* SELECTED EXTRACT:
==================================================
I’d call it an effort to keep people from grabbing guns who have no business owning them. And a modest effort at that.
No one has lost his or her Second Amendment right to keep and bear arms (I’m pretty sure the Founding Fathers meant to add “responsibly” to that clause, but oh well). And no one is rounding up the rifles. Calm down, for Pete’s sake. The only ones benefiting from the fear-mongering are gun manufacturers, whose sales have more than doubled since 2009.
America – a country with the most guns per capita of any nation on Earth – also ranks at the top among our socio-economic peers for gun homicides (4.5 per 100,000 in 2013). According to the Mass Shooting Tracker, which defines a mass shooting as an incident in which at least four people are killed or wounded, there were 372 mass shootings in the U.S. in 2015, which killed 475 and wounded 1,870. And that doesn’t count all the shootings by run-of-the-mill criminals and crazies: the Centers for Disease Control and Prevention reports 33,000 deaths and 80,000 hospitalizations per year from gunshots.
It also doesn’t include those mass shootings by lone gunmen that should be etched in our national psyches: Aurora. Columbine. Sandy Hook.
==================================================
* SUPPLIED MATERIAL:
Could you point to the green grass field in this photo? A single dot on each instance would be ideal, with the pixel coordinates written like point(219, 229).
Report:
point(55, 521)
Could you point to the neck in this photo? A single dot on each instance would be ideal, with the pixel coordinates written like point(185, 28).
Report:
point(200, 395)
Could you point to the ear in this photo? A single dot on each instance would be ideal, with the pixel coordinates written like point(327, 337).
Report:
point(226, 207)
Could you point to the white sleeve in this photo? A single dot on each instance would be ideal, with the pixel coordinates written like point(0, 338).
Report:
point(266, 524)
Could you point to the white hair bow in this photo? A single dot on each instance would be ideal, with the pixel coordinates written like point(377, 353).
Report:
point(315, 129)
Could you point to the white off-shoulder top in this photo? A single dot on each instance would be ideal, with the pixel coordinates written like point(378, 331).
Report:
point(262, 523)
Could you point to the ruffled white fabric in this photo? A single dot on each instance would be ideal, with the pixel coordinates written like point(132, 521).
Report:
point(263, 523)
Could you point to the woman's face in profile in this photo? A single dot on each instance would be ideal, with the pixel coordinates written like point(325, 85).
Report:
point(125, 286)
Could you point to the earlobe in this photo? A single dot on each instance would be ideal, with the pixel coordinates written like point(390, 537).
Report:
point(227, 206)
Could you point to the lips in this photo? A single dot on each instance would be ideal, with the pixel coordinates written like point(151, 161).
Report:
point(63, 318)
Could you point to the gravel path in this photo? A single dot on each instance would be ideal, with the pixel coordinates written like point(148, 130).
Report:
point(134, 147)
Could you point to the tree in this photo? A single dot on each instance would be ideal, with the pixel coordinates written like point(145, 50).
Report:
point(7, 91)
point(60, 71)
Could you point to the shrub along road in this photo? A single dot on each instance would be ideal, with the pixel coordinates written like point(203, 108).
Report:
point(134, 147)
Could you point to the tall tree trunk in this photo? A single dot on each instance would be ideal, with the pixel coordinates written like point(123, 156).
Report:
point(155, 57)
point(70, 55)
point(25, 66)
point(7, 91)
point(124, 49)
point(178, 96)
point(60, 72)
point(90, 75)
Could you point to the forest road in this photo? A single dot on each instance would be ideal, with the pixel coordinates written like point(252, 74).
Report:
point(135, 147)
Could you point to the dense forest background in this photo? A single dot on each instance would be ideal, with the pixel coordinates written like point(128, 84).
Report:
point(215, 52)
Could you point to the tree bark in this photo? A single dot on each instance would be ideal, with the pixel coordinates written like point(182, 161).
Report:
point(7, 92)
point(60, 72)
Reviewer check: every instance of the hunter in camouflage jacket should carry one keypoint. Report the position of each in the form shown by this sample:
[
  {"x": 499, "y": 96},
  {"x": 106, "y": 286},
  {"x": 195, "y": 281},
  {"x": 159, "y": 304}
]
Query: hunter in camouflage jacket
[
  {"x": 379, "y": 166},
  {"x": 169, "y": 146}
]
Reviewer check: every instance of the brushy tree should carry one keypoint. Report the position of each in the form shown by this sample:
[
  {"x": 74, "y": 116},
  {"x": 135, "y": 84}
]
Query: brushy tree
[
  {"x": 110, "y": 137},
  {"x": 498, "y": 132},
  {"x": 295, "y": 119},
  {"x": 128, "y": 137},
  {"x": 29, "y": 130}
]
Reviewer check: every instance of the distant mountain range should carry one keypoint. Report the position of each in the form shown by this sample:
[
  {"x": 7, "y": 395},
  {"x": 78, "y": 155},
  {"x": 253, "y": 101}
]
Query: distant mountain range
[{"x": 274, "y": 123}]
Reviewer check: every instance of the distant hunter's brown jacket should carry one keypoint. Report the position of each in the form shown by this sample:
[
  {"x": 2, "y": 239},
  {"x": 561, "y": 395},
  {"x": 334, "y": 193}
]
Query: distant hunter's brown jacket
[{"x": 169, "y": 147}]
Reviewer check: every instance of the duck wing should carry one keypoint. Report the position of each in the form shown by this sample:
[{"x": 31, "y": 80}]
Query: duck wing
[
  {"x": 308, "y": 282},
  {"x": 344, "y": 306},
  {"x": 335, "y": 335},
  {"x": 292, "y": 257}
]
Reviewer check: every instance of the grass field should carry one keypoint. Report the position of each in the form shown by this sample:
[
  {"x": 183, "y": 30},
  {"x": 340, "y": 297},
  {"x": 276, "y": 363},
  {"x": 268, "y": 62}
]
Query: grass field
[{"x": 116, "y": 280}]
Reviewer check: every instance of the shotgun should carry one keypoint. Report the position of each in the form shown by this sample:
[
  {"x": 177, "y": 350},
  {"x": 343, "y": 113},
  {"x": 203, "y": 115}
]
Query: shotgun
==================================================
* YOUR TASK: Write the next part of the gun-control commentary, picking up after its final sentence. The records are separate from the gun-control commentary.

* EXERCISE RESULT:
It’s true that guns don’t kill people, any more than cars kill people. But, knowing that cars driven recklessly can kill people, we have the good sense to license drivers, and write laws governing how we drive.
How is it, then, that we can’t even support the president’s feeble attempt to tighten loopholes in background checks, enforce laws on the books, boost gun-safety technology, and improve access to mental health?
Gun grab? What about the right to life, liberty and the pursuit of happiness that died with those children at Sandy Hook, or the prayer group in Charleston? Or the 17 Montanans slain in 2015 by members of their own families (a new record, by the way)?
I suggest we quit grabbing our guns, and put our minds together on how to build a less violent nation.